=== Provided text ===
# # # # # # #

The American Church papers announce that there is in the Sandwich Islands a strong desire for the permanent establishment of the Church under a Bishop, as the services held by the United States Naval Chaplains are very attractive, and would probably, if continuous, secure the adherence of the king and his nobles, who are disgusted with the tyranny of Congregationalism. This Mission would form a connecting link between China and Bishop Selwyn's operations among the South Sea Islands.
Here then is room for the immediate appointment of nine Bishops.
II. But the assistance of the Scottish Church need not end here. It might be given to English possessions where a Bishop is already at work, and lost, so to speak, amidst the vast field of his operations. I disclaim the slightest desire to interfere with the jurisdiction of the Anglican Bishop, nay, I propose that the new Bishop or Bishops should be appointed at his request, and should in civil and ecclesiastical status be subordinate to him, and perform the duties at present devolving on Archdeacons, with the addition of episcopal powers, assisting him to confirm, consecrate churches, and found Missions, but disclaiming any authority except what might be delegated by him, and referring every disputed point to his adjudication.' I do not presume to say (writing cursorily) how this could be settled, but assuredly there can be no insurmountable difficulty in arranging the matter, when the object is the same, viz. the salvation of souls.
The admirable Bishop of Toronto, whom I am proud to acknowledge as a countryman, has issued an appeal, in which he prays for some help in a country as large as Great Britain, and where the Church of England is starting into vigorous life in the bosom of the primeval forests. He wishes Sees to be fixed at Kingston, Woodstock, and St. Mary's, on Lake Superior. But, even supposing that the Colonial Bishops' Fund could find an endowment for Kingston, there is no reason to think that for many years the others can be constituted except in the way I propose.

# # # # # # #

=== Raw data ===
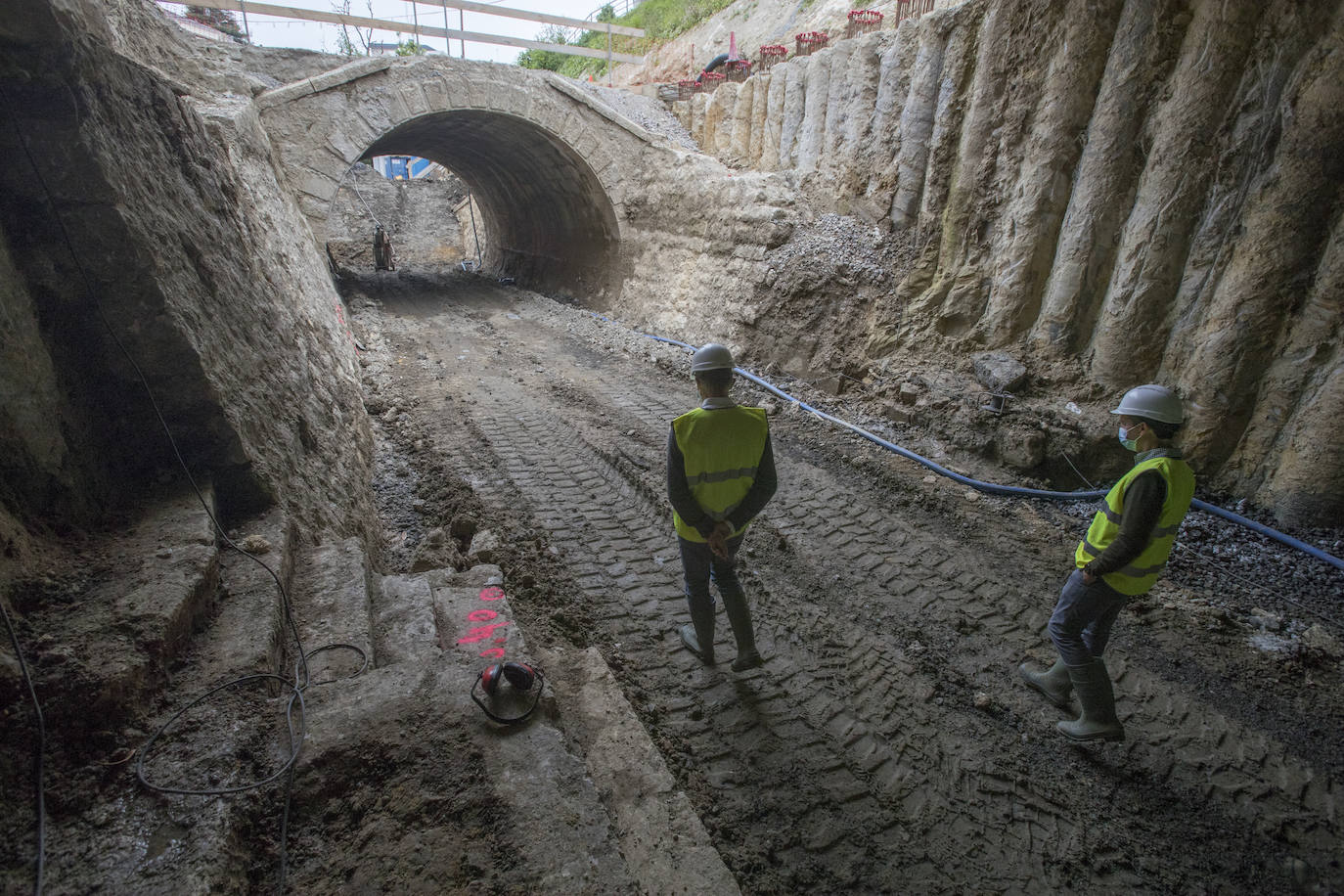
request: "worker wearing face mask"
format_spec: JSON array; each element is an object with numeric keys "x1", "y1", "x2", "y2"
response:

# # # # # # #

=== What you need to do ===
A – Please answer these questions from the essay on appointing Bishops:
(i) What would the Sandwich Islands Mission connect China with?
(ii) For how many Bishops does the essay say there is room for immediate appointment?
(iii) At which places does the Bishop of Toronto wish Sees to be fixed?
B – Resume the essay on appointing Bishops, writing on from its last sentence.

=== Answers to the tasks ===
A –
(i) Bishop Selwyn's operations among the South Sea Islands
(ii) Nine
(iii) Kingston, Woodstock, and St. Mary's, on Lake Superior

B –
A Bishop might also be established at Vancouver's Island as a suffragan of the Bishop of Rupert's Land. Two more should be appointed at Sherbrooke and Gaspé in Lower Canada, to relieve the Bishop of Quebec ; one at Charlotte-Town in Prince Edward Island, another at St. John's in Cape Breton, to aid the Bishop of Nova Scotia. The senior Clergyman in Bermuda should be appointed Bishop there.
I might go on to show that a proper distribution of Church funds in the Diocese of Jamaica would endow Sees in Honduras and the Bahamas, but I do not at present advert either to the West Indies or to our splendid oriental empire, where the simple expedient of conferring episcopal functions on thirty of the Missionary Clergy would at once impart to the Indian Church great vigour, and almost the dignity of an establishment. It is much to be desired that this should be looked to in 1853, when the Charter is renewed.
There are other places, such as Launceston and Fremantle in Australasia, Graham's-Town and Singapore, where the Church could be planted in its integrity without additional cost. Are not such men as Archdeacons Marriott and Merriman worthy of consecration ?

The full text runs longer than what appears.